+++ THE DATA +++
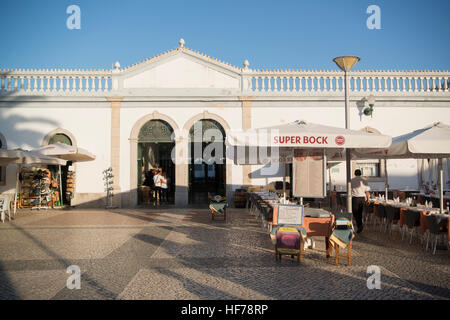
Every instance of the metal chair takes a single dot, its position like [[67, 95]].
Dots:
[[436, 229], [392, 214], [367, 213], [380, 213], [412, 222]]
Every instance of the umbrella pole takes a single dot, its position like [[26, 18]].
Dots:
[[284, 181], [17, 187], [386, 182], [441, 186], [60, 187], [349, 181]]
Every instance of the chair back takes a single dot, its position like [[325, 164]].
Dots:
[[390, 212], [254, 189], [433, 224], [5, 203], [343, 215], [380, 211], [412, 218]]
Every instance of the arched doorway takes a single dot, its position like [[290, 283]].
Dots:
[[207, 163], [154, 154]]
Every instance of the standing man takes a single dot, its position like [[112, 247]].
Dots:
[[157, 179], [360, 194]]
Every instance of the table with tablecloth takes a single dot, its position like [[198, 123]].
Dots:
[[421, 210]]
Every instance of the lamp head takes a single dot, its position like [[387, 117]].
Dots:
[[346, 63]]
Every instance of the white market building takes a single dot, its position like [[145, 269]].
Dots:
[[123, 113]]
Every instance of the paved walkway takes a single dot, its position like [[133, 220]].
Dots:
[[181, 254]]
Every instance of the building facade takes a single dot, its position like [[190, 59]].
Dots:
[[130, 117]]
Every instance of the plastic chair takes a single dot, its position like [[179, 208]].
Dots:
[[288, 242]]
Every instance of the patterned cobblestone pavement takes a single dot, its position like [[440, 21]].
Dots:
[[182, 254]]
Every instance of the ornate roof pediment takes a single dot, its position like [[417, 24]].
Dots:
[[180, 68]]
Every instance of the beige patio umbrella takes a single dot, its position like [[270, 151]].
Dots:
[[305, 135], [430, 142], [65, 152], [20, 157]]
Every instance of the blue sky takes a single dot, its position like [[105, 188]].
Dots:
[[281, 34]]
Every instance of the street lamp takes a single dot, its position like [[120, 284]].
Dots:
[[346, 63]]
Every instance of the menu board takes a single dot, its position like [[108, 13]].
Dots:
[[289, 214], [309, 173]]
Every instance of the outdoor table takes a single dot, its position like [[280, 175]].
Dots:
[[314, 224], [434, 198], [422, 211]]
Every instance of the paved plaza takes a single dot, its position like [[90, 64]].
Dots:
[[182, 254]]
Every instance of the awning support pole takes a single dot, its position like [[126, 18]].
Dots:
[[284, 180], [60, 187], [386, 182], [441, 186]]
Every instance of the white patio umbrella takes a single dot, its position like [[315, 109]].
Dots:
[[20, 157], [65, 152], [301, 134], [425, 172], [431, 142]]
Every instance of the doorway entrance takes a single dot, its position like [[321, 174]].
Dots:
[[207, 165], [154, 156]]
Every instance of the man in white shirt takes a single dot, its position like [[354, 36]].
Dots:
[[157, 180], [360, 194]]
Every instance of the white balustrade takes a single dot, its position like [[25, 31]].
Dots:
[[318, 82], [60, 82], [90, 82]]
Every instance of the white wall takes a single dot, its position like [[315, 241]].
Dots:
[[25, 125]]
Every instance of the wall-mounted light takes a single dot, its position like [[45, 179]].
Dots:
[[371, 102]]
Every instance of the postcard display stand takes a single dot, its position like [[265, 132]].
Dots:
[[108, 181], [36, 191]]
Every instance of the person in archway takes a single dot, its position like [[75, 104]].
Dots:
[[157, 179], [360, 194], [164, 188]]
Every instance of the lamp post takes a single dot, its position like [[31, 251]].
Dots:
[[346, 63]]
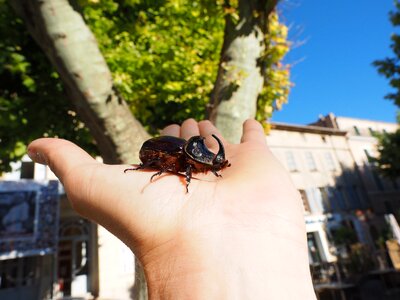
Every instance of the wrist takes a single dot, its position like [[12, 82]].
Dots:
[[238, 266]]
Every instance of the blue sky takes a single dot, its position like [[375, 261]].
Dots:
[[334, 44]]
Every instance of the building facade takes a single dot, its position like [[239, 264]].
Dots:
[[345, 199]]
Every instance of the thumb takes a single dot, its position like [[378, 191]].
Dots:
[[60, 155]]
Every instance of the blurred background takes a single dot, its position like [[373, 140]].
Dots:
[[322, 78]]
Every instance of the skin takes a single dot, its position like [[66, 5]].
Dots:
[[241, 236]]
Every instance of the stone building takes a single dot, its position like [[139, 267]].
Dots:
[[330, 164]]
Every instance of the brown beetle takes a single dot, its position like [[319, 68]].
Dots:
[[176, 155]]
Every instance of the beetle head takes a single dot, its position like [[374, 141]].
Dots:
[[197, 150]]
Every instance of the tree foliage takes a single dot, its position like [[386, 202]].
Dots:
[[32, 100], [163, 56], [388, 161]]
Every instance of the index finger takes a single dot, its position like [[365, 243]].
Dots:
[[253, 132]]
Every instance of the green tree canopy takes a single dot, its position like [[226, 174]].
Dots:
[[388, 161], [163, 56]]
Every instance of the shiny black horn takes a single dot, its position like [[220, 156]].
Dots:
[[220, 157]]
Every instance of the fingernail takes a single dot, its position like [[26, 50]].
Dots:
[[37, 157]]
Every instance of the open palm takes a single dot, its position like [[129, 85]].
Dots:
[[253, 206]]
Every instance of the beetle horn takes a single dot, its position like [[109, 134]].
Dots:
[[220, 157]]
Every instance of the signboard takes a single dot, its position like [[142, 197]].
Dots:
[[29, 217]]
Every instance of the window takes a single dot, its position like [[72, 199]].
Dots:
[[305, 201], [313, 249], [310, 161], [370, 158], [329, 161], [325, 199], [290, 161], [371, 131]]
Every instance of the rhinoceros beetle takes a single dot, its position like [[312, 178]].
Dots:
[[176, 155]]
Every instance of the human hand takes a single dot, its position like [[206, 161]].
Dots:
[[241, 236]]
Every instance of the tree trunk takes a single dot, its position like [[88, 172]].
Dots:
[[73, 51], [240, 75]]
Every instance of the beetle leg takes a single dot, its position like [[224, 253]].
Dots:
[[156, 174], [216, 174], [188, 177], [141, 166]]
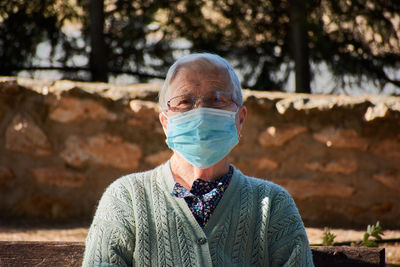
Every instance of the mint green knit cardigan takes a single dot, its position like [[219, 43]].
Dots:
[[139, 223]]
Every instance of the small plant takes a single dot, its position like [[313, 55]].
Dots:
[[328, 237], [372, 231]]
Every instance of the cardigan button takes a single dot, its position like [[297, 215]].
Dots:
[[201, 241]]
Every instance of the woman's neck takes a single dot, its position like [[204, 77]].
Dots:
[[185, 173]]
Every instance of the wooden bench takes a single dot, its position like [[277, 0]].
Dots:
[[21, 253]]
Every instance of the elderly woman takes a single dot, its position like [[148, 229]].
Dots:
[[197, 209]]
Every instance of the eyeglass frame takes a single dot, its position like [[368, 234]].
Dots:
[[195, 101]]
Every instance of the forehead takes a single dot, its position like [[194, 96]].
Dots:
[[198, 79]]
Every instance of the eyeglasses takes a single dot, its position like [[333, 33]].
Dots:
[[214, 99]]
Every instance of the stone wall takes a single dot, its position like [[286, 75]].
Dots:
[[63, 142]]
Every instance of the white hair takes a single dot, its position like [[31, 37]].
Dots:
[[208, 59]]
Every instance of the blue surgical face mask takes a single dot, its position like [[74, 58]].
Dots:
[[203, 136]]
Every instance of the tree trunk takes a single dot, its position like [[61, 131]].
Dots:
[[98, 54], [299, 45]]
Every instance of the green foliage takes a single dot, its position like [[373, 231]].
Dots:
[[374, 231], [328, 237], [352, 38]]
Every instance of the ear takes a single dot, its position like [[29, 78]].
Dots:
[[241, 117], [164, 122]]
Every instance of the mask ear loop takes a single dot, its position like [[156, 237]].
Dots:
[[239, 133], [165, 132]]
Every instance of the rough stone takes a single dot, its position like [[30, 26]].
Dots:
[[23, 135], [307, 189], [58, 177], [391, 179], [69, 109], [158, 158], [381, 208], [265, 163], [389, 148], [138, 106], [342, 166], [75, 153], [378, 111], [6, 174], [341, 138], [278, 136], [112, 150], [103, 149]]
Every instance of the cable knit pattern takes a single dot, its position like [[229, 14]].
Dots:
[[139, 223]]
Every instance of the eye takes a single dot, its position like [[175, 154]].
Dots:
[[184, 102]]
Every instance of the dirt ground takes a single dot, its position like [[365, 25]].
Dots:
[[79, 233]]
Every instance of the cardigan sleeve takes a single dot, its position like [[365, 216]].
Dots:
[[288, 242], [111, 237]]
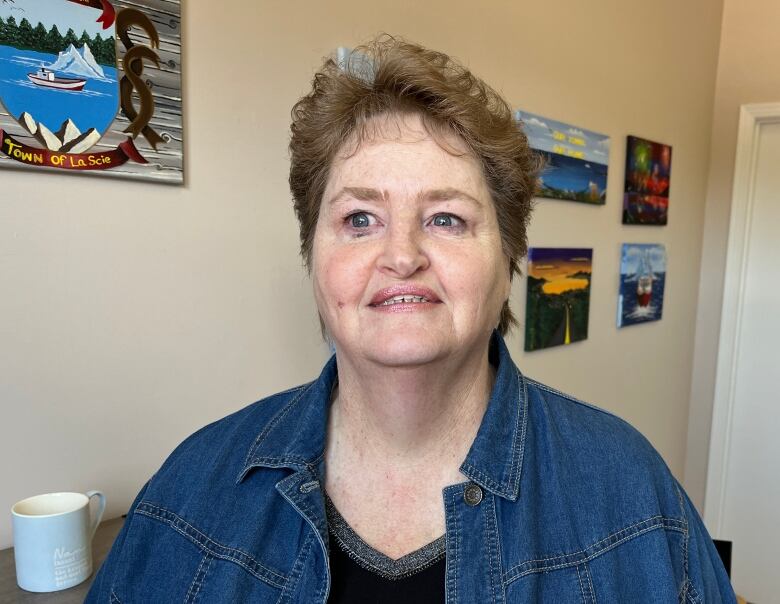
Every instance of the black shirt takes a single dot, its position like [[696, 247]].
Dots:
[[362, 575]]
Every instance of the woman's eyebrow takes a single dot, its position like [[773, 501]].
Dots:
[[361, 194], [431, 195], [447, 194]]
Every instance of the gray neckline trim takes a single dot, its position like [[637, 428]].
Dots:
[[374, 561]]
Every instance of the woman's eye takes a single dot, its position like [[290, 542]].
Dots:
[[446, 221], [359, 220]]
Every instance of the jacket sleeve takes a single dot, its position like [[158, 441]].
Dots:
[[101, 586], [707, 578]]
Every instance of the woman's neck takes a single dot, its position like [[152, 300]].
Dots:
[[408, 420]]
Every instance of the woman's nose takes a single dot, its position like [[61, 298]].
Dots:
[[402, 253]]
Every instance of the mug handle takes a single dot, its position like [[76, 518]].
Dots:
[[101, 508]]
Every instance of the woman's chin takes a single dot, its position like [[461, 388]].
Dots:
[[405, 350]]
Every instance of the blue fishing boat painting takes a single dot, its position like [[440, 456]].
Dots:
[[62, 88], [577, 159], [642, 283]]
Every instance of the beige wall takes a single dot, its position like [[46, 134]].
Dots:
[[132, 314], [747, 73]]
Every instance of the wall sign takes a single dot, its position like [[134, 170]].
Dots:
[[92, 86], [577, 159]]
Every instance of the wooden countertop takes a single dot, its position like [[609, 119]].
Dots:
[[11, 593]]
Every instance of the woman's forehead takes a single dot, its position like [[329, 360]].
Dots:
[[401, 128]]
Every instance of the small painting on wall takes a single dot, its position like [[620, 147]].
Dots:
[[577, 159], [648, 168], [642, 281], [558, 300], [92, 87]]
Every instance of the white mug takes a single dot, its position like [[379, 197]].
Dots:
[[53, 539]]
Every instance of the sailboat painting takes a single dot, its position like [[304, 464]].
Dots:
[[642, 280], [558, 300]]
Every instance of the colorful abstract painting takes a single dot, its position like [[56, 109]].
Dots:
[[648, 169], [642, 281], [577, 159], [558, 300], [92, 86]]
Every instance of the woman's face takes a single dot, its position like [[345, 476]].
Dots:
[[407, 260]]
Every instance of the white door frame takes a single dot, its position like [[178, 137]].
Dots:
[[751, 119]]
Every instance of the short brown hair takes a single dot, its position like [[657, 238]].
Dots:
[[387, 76]]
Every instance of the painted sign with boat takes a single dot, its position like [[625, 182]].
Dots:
[[642, 283], [84, 86]]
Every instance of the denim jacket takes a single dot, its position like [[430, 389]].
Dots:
[[564, 503]]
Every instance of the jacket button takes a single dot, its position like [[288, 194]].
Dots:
[[473, 494]]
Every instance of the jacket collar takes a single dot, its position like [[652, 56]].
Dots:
[[295, 437]]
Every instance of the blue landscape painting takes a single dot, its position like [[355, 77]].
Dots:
[[577, 159], [95, 106], [642, 281]]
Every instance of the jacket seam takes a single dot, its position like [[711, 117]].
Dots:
[[686, 582], [572, 399], [589, 553], [300, 391], [198, 578], [208, 545]]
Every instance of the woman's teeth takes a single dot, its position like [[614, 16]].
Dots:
[[403, 300]]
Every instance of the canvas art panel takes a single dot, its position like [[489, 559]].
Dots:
[[577, 159], [642, 283], [558, 297], [648, 170], [92, 87]]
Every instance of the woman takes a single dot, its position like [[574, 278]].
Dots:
[[421, 466]]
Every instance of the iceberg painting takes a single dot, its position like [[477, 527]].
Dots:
[[80, 62], [92, 86]]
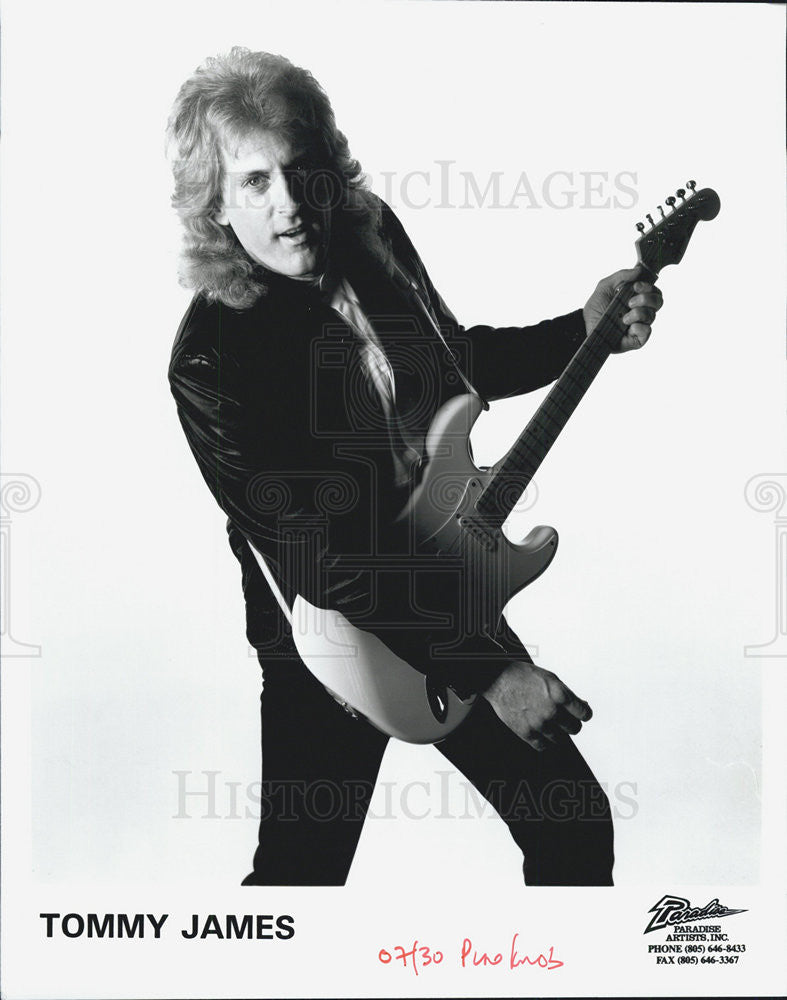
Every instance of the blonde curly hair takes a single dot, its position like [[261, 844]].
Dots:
[[227, 97]]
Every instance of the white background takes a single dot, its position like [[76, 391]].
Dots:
[[123, 576]]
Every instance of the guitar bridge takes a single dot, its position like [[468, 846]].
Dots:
[[482, 532]]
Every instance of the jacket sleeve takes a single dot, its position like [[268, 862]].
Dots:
[[498, 361]]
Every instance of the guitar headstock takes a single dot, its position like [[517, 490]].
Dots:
[[666, 242]]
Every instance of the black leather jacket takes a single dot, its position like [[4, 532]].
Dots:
[[294, 446]]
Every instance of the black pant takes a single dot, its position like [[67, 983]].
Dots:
[[320, 766]]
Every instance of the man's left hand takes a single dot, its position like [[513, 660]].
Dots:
[[643, 304]]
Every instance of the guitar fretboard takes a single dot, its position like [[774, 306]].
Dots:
[[521, 463]]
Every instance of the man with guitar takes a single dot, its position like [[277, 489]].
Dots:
[[307, 371]]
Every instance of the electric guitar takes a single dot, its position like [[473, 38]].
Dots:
[[457, 512]]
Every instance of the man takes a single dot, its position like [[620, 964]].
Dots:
[[306, 372]]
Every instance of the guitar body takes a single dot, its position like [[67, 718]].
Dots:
[[358, 668], [455, 515]]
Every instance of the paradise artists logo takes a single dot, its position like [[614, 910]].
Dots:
[[671, 910]]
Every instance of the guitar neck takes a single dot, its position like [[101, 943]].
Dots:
[[515, 471]]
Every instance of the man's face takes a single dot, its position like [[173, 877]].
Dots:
[[270, 207]]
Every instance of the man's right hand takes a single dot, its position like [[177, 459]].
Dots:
[[536, 705]]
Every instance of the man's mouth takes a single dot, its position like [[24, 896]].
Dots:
[[296, 234]]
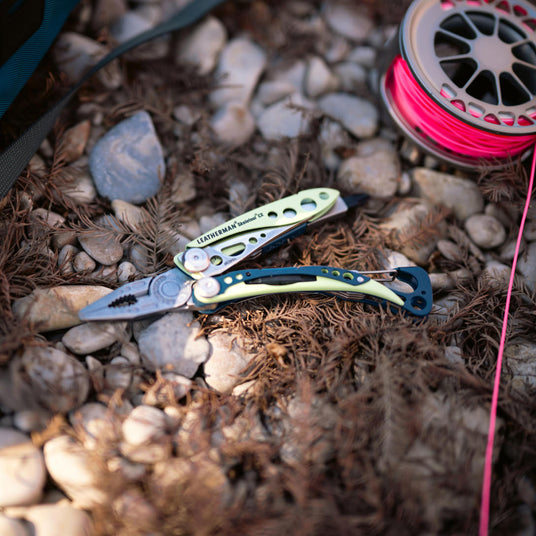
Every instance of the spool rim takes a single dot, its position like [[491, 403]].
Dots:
[[476, 59]]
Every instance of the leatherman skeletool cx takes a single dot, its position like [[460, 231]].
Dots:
[[200, 280]]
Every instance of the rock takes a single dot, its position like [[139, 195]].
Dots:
[[173, 344], [83, 263], [183, 188], [31, 420], [144, 434], [81, 188], [376, 174], [485, 231], [130, 214], [94, 424], [225, 363], [202, 46], [272, 91], [357, 115], [403, 221], [94, 336], [125, 272], [12, 527], [22, 471], [233, 124], [127, 162], [56, 380], [284, 119], [56, 519], [460, 195], [348, 19], [319, 79], [352, 77], [75, 54], [239, 68], [70, 466], [526, 265], [103, 246], [169, 388], [118, 374]]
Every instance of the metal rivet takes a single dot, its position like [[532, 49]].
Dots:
[[196, 260], [207, 287]]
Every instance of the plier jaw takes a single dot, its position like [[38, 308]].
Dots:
[[146, 297]]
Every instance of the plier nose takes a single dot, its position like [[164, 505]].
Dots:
[[142, 298]]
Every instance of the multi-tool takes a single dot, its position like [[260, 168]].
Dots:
[[201, 281]]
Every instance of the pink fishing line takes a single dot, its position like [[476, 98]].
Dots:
[[486, 481], [446, 130]]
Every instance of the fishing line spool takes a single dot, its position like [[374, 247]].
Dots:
[[459, 80]]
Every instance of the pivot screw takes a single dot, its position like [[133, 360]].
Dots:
[[207, 287], [196, 260]]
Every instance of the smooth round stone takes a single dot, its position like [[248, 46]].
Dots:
[[357, 115], [239, 68], [71, 468], [127, 162], [319, 79], [284, 119], [57, 307], [59, 519], [94, 336], [144, 424], [233, 124], [485, 231], [22, 471], [57, 380], [173, 344], [203, 45], [460, 195], [102, 247], [227, 360]]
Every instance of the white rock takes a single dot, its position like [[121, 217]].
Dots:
[[357, 115], [69, 464], [57, 381], [22, 471], [285, 119], [75, 54], [93, 422], [233, 124], [143, 425], [118, 374], [203, 45], [239, 68], [226, 361], [272, 91], [125, 271], [83, 263], [460, 195], [173, 344], [56, 519], [376, 174], [348, 19], [319, 79], [93, 336], [485, 231]]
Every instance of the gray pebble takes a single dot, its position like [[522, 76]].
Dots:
[[485, 231], [357, 115], [127, 162], [172, 343]]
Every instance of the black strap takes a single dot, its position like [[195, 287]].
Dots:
[[14, 159]]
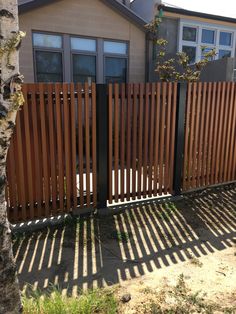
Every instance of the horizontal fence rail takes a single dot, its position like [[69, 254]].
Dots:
[[51, 165], [210, 135], [141, 140]]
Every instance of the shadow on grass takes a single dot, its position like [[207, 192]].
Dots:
[[97, 252]]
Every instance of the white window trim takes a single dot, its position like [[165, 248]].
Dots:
[[199, 26]]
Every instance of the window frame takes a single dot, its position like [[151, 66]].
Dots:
[[198, 44], [83, 53], [47, 49], [116, 55]]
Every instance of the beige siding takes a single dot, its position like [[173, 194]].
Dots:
[[87, 18]]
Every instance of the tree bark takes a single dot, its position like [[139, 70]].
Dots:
[[10, 100]]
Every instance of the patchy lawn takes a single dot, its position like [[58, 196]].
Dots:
+++
EXERCISE GOAL » Repeat, line for line and exactly, the material from its first line through the line that contains "Every instance of the beige patio", both ends included; no pictures belong in the copy.

WRITTEN ANSWER »
Every instance of the metal chair takes a single dot, its position like [[67, 95]].
Dots:
[[436, 229], [392, 214], [367, 213], [380, 213], [412, 222]]
Every instance of the umbrella pole takes a single dot, its position like [[26, 18]].
Dots:
[[284, 181], [17, 187], [386, 182], [441, 186], [60, 187], [349, 181]]
Every instance of the chair back takes a single dot, its position like [[325, 164]].
Dots:
[[390, 212], [254, 189], [433, 224], [5, 203], [343, 215], [380, 211], [412, 218]]
Every instance of the arched doorway takes a single dot, its position like [[290, 283]].
Dots:
[[207, 163], [154, 154]]
Every instance of the standing man takes a single dot, its position like [[112, 247]].
Dots:
[[157, 179], [360, 194]]
Every instance of the table with tablecloth takes a single dot, its position like [[198, 123]].
Dots:
[[421, 210]]
Every instance of the lamp head takes a single dot, its position like [[387, 117]].
Dots:
[[346, 63]]
Every instance of the white market building takes a single dot, its position like [[145, 269]].
Dots:
[[123, 113]]
Every instance of the paved walkway takes a single dot, its position like [[133, 220]].
Dots:
[[181, 254]]
Every instance of the building facade takes a single dot, its position like [[190, 59]].
Dots:
[[130, 117]]
Every instance of the plastic chair takes a single dot, its position like [[179, 208]].
Dots:
[[288, 242]]
Every instance of the patterned cobblestone pavement takes a single dot, its position like [[440, 21]].
Dots:
[[182, 254]]
Every instance of the ornate roof pediment takes a single dot, its position like [[417, 24]].
Dots:
[[180, 68]]
Every instance of the beige patio umbrella takes a single dot, its position like [[270, 151]].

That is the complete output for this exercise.